* [WHAT THE TASK ASKS]: Could you write out every entry exactly as it stands?
*** INFORMATION Section Begins ***
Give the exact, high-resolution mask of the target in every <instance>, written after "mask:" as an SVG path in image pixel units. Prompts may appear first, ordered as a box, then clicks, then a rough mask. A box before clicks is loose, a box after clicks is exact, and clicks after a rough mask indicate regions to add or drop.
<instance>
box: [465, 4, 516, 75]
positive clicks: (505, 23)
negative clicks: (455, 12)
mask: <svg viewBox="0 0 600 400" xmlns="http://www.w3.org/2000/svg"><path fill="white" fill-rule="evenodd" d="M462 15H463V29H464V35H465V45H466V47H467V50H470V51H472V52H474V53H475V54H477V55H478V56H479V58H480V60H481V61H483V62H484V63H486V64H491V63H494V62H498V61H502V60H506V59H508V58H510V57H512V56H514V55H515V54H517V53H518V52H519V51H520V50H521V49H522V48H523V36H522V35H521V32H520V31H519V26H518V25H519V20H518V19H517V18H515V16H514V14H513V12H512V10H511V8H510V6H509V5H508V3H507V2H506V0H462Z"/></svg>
*** INFORMATION Section Ends ***
* [WRITTEN RESPONSE]:
Give the exact, high-resolution mask of the target in every <instance>, written after "mask:" as an SVG path in image pixel units. Prompts may appear first, ordered as a box, then clicks, then a rough mask. A box before clicks is loose, a box after clicks is exact, and clicks after a rough mask indicate regions to add or drop.
<instance>
box: [465, 4, 516, 75]
positive clicks: (505, 23)
negative clicks: (455, 12)
mask: <svg viewBox="0 0 600 400" xmlns="http://www.w3.org/2000/svg"><path fill="white" fill-rule="evenodd" d="M462 15H463V29H464V35H465V45H466V47H467V50H470V51H472V52H474V53H475V54H477V55H478V56H479V58H480V60H481V61H483V62H484V63H486V64H491V63H494V62H498V61H502V60H506V59H508V58H510V57H512V56H514V55H515V54H517V53H518V52H519V51H520V50H521V49H522V48H523V36H522V35H521V32H520V31H519V26H518V25H519V20H518V19H517V18H515V16H514V14H513V12H512V10H511V8H510V6H509V5H508V3H507V2H506V0H462Z"/></svg>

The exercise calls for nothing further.